Records excerpted from a collection
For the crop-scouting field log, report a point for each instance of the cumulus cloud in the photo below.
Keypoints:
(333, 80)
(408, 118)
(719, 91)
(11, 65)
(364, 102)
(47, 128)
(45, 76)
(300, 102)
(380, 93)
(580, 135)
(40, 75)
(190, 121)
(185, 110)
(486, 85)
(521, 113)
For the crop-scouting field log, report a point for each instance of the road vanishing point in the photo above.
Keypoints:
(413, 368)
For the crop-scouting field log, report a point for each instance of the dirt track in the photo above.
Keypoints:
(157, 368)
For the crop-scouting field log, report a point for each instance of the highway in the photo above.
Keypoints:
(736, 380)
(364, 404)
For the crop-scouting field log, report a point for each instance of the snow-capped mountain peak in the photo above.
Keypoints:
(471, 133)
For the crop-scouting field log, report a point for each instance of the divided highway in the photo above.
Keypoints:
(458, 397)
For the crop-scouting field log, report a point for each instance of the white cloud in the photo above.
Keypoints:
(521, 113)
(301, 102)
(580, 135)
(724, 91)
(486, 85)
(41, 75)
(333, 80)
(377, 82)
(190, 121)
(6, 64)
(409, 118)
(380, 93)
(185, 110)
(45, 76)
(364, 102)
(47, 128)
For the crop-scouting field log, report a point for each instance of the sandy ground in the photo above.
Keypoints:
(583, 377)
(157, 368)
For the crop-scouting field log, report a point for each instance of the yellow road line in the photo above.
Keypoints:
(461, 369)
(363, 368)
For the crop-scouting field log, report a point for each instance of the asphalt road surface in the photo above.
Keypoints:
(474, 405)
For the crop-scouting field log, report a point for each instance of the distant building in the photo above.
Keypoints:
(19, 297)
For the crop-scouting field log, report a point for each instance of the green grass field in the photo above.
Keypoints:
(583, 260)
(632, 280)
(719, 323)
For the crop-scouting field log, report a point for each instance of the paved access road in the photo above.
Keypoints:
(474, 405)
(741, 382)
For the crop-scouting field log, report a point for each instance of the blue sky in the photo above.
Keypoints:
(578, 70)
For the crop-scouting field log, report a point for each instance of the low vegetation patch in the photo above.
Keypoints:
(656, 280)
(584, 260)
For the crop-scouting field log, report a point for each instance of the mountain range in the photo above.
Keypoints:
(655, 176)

**Directive:**
Quote the data in full, keeping each word unchanged.

**Worked answer:**
For the crop-scouting field log, report a point for each instance of the cumulus cloud in the photo below.
Keypoints:
(333, 80)
(408, 118)
(719, 91)
(11, 65)
(364, 102)
(47, 128)
(45, 76)
(300, 102)
(380, 93)
(580, 135)
(40, 75)
(190, 121)
(185, 110)
(486, 85)
(521, 113)
For the crop-scouting field log, report a point for each instance of the road vanishing point in the photo above.
Keypoints:
(413, 368)
For the crop-scouting field log, report a point for each instance of the dirt track in the photo above.
Keypoints:
(157, 368)
For the crop-scouting field log, report a point for each instance of the highway in the photo above.
Keypoints:
(736, 380)
(364, 404)
For the crop-scouting field log, report a point for each instance of the snow-capped mountain peak in the photo above.
Keypoints:
(471, 133)
For the crop-scouting field log, report a point for each instance of the divided highway in the photo above.
Keypoints:
(458, 397)
For the crop-scouting field log, report a point for each instance of the white cloud in the photo above.
Keypoints:
(521, 113)
(301, 102)
(580, 135)
(724, 91)
(486, 85)
(41, 75)
(333, 80)
(377, 82)
(190, 121)
(6, 64)
(409, 118)
(380, 93)
(185, 110)
(45, 76)
(364, 102)
(47, 128)
For the crop-scouting field log, report a point for each instance of the sandy ground in the photo above.
Keypoints:
(583, 377)
(157, 368)
For the crop-scouting field log, report a point for each instance of the yellow road line in the photo above.
Keypoints:
(461, 369)
(363, 368)
For the crop-scouting field log, report a point for each instance of the asphalt road surface in the photo above.
Keypoints:
(474, 405)
For the crop-scouting field log, report a point for each instance of the distant building in the photo above.
Keypoints:
(19, 297)
For the crop-scouting field log, report a point for each instance of the green grass field in the photo above.
Keypoints:
(583, 260)
(632, 280)
(719, 323)
For the crop-scouting field log, report a point for each instance of the paved access road in the photo above.
Keypoints:
(474, 405)
(741, 382)
For the crop-scouting field log, report a point for each instance of the blue sky in the photo above.
Keypoints:
(578, 70)
For the crop-scouting field log, report a point for each instance of the low vegetation patch in the photo above.
Keypoints:
(656, 280)
(584, 260)
For the crop-scouting field log, report a point for each instance of the mountain range in the photo above.
Keypoints:
(655, 176)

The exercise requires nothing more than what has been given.